*Document*
----------------------------------------

FireFly Balloons^tm are made at The Balloon Works in Statesville, North Carolina. More of a craftsman's workshop than a factory, The Balloon Works is where all aspects of a FireFly Balloon are designed and crafted. It's a place with the earthy, friendly smells of wood shavings, leather and wicker. Everything that bears the Balloon Works name is made there and the engineers still design the products in-house to ensure they're built to the exacting standards that have been progressively developing since 1972.

Over 1200 separate inspections take place during the construction of each balloon. Every piece - valves, hoses, ropes, panels - whether fabricated in the workshop or not, undergoes a rigid incoming first-piece inspection. Every fuel tank is pressure-checked. Every roll of fabric is tested for tensile and tear strength, porosity and color variations, and flaws in weaving, before it's labeled airworthy. Each panel is inspected as it's sewn into its gore, and each completed gore is again inspected as it moves from one sewing station to another. Sewing machines are calibrated twice a day, every day, to ensure consistent conformity with their sewing specifications. When each balloon is finished, it's inspected again, fully assembled and inflated on the test field, under flight conditions. This almost fanatical attention to detail results in a quality-control program that is unrivaled in the ballooning industry.

Concepts Behind The FireFly Balloon

An Overview

The successful design of a modern Hot Air Balloon is an engineering problem that must combine three distinct components - an envelope, an engine and a carriage - into an integrated, functional whole that is both safe and practical in its assembly. The Balloon Works, with its trademark FlexNet Envelope, Mirage Burner and Triangular Carriage has created the intelligent solution to this problem - The FireFly Balloon^tm.

The Triangular Carriage

The Balloon Carriage is the most complex structure of the entire system and presents the most challenging design problems because of the variety of functions it must serve.

It must provide a structure strong enough to carry its Certified static and inertial loads safely.
It must provide secure accommodation for the pilot and passengers during the entire flight experience, particularly during landings.

----------------------------------------

*Data extract*
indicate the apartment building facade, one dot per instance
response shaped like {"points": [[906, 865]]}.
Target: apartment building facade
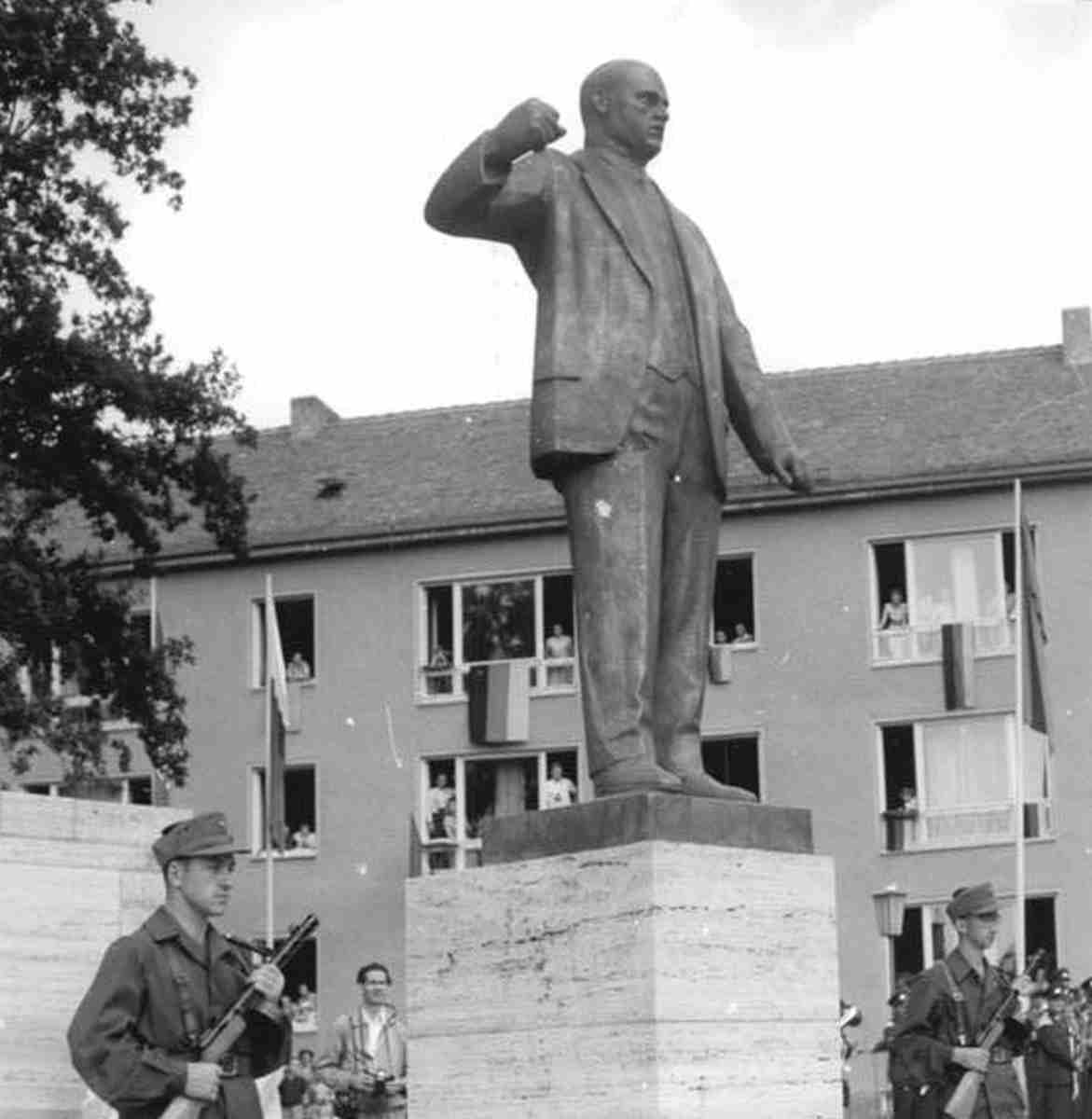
{"points": [[405, 549]]}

----------------------------------------

*Problem to solve*
Could you pick up the FireFly balloon passage after its final sentence and keep it going?

*Answer to this problem*
It must provide secure, logical and convenient locations for instruments, fuel, plumbing and burner.
It should provide a safe and secure storage area for maps, strikers and tools.
It should be flexible, lightweight and well-balanced.
It should be easy and inexpensive to maintain and repair.
It should be aesthetically pleasing.

The equilateral triangle is the most stable shape in nature and The Balloon Works has chosen it as the basis for many aspects of their product. Most apparent is the Triangular Carriage which is unique to The Balloon Works. For any given floor area, the triangle provides the most stable base and longest sides. The three 60 degree angles provide maximum floor space for pilot and passengers while storing the fuel cylinders, hoses and instruments safely out of the way in the recessed corners. The ingenuity evident in its construction is unsurpassed. The 9-ply birch hardwood floor is actually cradled in a net of six aircraft ropes certified to lift 18,000 pounds. Securely fastened to a central tie-plate by eye splices and protected from abrasion by super tough plastic tubing, the suspension ropes run through hardwood skids, up through the floor, up the carriage structure and out the burner supports to end in an ultra-strong loop used to fasten the toggles at the end of the envelope suspension ropes.
The wicker carriage is woven with a tight, vertical weave, well suited to resisting entanglement in branches or power lines. Horizontal weaves can easily snag. A finishing urethane coating inside and out ensures the wicker will resist drying out and becoming brittle or rotting from prolonged exposure to moisture. This maintains the wickers ability to flex, absorbing and distributing any bumps during landings.

The Mirage Burner

The engineers at The Balloon Works, balloonists amongst them, developed a set of criteria by which they would design their burner system.

Burner Reliability - Both the primary liquid vaporization system and the pilot burner must be highly dependable to minimize malfunctions and flame-outs.
Burner Output - To increase flight safety margins, the absolute burner output must be extremely high.
Flame Characteristics - The flame must be efficient and clean burning, giving off a minimum of soot and radiant heat. The flame should be shaped to minimize scorches and burns to the envelope.
Mounting - The burner should be mounted so that the flame can be precisely directed, it cannot tip over or pose a danger to the people in the basket and it must be self-centering when the handle is released. The fuel lines should be isolated to prevent catching on branches or power lines. Passengers should be prevented from using them as support during landings.
Safety and Convenience - The burner should be comfortable to use and fully operational with one hand. It requires a fast on-off response time to reduce the likelihood of fabric damage during inflations and landings. It must not permit the flame to wash back onto the pilot or passengers.
Redundancy - In the unlikely event of a major failure in the primary burner, there must be an equally efficient back-up auxiliary system that is powerful enough to climb, arrest a descent and allow a controlled landing.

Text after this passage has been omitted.